- _Lista de tarefas_
1: Reescreva o trecho do texto sobre Alessandra Negrini que vai de "A interesseira e" até "de Paraíso Tropical.", inclusive, trocando "cinco anos" por "seis anos".
2: No texto sobre Alessandra Negrini, por que a atriz diz que precisava de tempo antes de voltar aos folhetins?

- _Texto citado_
Alessandra Negrini : “A Globo entendeu todas as vezes que disse não”


Ao longo da carreira, Alessandra Negrini ficou conhecida por suas
interpretações densas, viscerais e sensuais de produções como
Engraçadinha: Seus Amores e Seus Pecados e A Muralha. Sem se desfazer da
figura forte que construiu através de suas personagens, ao completar 20
anos de televisão – ela estreou em Olho no Olho, de 1993 –, Negrini
assume que só quer saber de leveza e boas risadas.
Alessandra Negrini: “Estou
mais madura artisticamente e agora tenho autonomia para fazer o que eu
realmente quero. Interpretar personagens de humor e com energias
positivas é a minha prioridade”, conta a intérprete da aprendiz de vilã
Catarina, de Lado a Lado.
A interesseira e divertida personagem da atual novela das seis marca o
retorno da atriz paulista aos folhetins, cinco anos depois de viver as
gêmeas Taís e Paula, de Paraíso Tropical.
“Fazer duas personagens no horário das nove não foi fácil, eu precisava desse tempo para me reciclar”, admite.

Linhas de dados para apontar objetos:
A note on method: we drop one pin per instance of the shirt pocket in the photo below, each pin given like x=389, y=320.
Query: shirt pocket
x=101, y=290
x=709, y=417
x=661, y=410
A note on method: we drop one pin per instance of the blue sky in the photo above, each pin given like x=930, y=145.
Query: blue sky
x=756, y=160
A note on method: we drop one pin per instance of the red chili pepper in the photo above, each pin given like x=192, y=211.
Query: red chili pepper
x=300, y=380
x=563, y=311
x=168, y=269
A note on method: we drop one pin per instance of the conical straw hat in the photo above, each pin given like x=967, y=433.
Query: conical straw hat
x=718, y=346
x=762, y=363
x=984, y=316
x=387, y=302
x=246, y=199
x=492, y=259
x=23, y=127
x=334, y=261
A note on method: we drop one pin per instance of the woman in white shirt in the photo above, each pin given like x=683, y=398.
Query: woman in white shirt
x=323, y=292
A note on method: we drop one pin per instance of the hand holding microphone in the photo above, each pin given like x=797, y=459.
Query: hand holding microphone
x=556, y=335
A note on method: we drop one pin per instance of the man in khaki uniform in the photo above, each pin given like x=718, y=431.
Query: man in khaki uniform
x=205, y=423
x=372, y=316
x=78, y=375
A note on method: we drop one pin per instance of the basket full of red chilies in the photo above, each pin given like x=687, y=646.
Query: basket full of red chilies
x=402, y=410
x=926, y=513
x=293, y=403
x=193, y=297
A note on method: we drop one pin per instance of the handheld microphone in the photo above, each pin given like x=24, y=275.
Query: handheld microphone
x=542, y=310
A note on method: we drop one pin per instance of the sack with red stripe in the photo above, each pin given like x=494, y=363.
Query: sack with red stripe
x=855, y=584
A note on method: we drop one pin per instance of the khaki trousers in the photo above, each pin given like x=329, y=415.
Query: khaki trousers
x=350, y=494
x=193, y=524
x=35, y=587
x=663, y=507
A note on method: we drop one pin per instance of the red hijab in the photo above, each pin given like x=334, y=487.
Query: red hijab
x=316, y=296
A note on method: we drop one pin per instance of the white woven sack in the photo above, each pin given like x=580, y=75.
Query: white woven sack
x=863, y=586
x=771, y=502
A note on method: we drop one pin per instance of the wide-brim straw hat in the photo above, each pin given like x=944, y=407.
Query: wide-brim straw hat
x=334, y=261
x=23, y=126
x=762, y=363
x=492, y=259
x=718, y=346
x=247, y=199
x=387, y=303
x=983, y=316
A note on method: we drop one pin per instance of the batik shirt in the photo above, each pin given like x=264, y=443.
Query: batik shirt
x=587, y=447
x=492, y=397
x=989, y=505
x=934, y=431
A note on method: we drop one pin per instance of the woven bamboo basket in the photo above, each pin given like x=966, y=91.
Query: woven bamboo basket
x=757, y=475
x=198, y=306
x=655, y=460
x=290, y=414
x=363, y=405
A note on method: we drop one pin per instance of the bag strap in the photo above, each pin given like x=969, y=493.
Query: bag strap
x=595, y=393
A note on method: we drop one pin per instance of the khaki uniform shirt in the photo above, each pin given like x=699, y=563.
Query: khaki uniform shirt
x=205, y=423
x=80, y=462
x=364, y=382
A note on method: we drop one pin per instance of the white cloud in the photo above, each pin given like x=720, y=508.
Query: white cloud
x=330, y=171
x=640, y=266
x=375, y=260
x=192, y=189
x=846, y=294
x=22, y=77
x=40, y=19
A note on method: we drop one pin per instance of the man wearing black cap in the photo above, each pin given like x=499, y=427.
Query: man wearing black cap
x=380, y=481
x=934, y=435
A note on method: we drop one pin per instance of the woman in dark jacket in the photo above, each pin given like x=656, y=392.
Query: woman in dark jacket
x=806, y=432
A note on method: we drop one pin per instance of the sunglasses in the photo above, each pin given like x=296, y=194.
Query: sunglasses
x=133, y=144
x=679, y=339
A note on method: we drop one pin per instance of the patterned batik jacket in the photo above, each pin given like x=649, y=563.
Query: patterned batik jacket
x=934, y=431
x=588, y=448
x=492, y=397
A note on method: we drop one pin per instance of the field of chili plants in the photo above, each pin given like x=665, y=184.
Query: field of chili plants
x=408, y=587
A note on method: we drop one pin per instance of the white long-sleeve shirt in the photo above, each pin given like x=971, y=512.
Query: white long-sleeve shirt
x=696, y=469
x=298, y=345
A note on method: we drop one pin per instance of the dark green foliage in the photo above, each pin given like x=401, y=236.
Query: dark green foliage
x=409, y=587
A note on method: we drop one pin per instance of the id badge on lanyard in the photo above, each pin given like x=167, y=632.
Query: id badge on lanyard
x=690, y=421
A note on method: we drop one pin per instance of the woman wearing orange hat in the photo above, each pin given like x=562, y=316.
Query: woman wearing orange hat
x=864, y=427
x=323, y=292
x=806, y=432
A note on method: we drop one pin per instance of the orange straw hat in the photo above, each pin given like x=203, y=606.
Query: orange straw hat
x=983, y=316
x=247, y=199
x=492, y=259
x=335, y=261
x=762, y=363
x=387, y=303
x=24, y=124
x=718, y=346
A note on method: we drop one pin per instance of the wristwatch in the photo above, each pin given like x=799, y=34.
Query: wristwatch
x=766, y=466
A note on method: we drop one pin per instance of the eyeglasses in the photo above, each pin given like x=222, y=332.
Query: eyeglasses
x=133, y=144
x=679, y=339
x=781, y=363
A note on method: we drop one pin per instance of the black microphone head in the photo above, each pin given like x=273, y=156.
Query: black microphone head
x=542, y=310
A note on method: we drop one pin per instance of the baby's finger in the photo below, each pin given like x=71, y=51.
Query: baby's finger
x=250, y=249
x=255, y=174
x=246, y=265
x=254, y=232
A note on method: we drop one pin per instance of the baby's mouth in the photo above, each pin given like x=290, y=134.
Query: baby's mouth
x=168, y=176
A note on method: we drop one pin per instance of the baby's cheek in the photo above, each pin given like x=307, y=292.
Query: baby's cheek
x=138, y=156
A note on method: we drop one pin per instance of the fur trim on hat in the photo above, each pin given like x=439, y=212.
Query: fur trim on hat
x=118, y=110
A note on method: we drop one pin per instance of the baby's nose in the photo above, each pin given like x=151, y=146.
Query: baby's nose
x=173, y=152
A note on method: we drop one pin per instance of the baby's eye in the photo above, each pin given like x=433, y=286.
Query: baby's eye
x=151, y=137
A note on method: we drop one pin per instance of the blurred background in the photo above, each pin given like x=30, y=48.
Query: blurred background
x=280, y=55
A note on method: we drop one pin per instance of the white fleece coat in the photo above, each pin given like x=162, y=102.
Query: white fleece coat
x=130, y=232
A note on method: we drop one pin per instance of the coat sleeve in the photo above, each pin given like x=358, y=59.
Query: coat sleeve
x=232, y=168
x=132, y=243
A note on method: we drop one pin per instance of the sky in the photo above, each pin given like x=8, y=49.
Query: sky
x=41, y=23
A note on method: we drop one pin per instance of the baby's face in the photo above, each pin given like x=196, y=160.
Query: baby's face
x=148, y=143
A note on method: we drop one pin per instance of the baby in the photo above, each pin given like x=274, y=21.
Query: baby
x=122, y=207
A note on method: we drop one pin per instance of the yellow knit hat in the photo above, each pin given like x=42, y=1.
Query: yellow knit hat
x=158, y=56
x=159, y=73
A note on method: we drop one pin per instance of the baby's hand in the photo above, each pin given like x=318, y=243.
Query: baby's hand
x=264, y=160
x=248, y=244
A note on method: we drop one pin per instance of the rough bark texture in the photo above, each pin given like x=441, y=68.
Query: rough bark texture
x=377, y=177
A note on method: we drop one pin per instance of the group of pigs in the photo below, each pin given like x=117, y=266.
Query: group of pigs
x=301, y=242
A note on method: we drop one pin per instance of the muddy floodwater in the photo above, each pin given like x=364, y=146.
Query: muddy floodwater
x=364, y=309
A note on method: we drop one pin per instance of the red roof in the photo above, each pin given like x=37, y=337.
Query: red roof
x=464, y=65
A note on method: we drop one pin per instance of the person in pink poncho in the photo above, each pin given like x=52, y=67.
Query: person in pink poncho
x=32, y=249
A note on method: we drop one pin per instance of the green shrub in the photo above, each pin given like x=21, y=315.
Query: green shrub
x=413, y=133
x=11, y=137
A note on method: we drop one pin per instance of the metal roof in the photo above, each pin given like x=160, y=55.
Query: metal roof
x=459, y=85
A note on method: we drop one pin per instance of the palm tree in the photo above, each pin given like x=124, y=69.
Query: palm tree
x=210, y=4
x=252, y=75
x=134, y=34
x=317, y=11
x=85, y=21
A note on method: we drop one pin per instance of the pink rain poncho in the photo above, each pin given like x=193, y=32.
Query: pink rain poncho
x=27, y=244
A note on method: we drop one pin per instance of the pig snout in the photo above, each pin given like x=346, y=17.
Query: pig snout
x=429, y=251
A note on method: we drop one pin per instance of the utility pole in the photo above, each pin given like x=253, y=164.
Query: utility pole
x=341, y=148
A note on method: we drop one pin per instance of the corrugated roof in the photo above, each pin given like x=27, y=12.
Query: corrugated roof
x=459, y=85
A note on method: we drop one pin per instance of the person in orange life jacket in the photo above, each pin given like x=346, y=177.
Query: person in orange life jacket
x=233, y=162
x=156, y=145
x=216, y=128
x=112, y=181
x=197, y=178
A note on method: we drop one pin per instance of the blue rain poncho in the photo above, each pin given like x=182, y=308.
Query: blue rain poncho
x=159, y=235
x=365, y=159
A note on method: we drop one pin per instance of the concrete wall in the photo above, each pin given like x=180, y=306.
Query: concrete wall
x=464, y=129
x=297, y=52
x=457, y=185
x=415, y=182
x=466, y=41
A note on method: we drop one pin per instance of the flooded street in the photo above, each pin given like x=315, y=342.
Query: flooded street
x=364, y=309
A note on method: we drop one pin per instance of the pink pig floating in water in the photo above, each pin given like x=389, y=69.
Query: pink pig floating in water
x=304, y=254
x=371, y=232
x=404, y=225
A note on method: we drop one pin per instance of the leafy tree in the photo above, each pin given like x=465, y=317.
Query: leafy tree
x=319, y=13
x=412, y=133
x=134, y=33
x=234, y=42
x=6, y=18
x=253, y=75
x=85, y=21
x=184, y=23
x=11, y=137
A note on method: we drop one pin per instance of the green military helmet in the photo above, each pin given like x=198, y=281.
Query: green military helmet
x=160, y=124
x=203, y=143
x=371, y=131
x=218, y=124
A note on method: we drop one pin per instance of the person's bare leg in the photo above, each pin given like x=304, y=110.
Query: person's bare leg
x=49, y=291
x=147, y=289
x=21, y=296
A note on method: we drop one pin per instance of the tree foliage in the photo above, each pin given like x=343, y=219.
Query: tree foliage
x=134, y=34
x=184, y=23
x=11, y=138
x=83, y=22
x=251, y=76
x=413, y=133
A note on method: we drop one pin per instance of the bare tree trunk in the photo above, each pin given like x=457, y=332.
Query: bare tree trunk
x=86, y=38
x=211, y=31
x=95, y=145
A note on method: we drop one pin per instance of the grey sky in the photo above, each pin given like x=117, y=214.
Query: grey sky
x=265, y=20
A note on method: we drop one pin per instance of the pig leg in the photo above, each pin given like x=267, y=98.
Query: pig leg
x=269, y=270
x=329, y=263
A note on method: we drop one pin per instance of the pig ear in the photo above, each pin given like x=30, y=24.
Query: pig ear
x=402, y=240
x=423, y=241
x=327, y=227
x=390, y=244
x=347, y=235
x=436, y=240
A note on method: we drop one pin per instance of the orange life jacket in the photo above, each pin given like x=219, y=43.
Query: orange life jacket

- _Respostas em ordem_
1:
A interesseira e divertida personagem da atual novela das seis marca o
retorno da atriz paulista aos folhetins, seis anos depois de viver as
gêmeas Taís e Paula, de Paraíso Tropical.

2: Porque fazer duas personagens no horário das nove não foi fácil, e ela precisava desse tempo para se reciclar.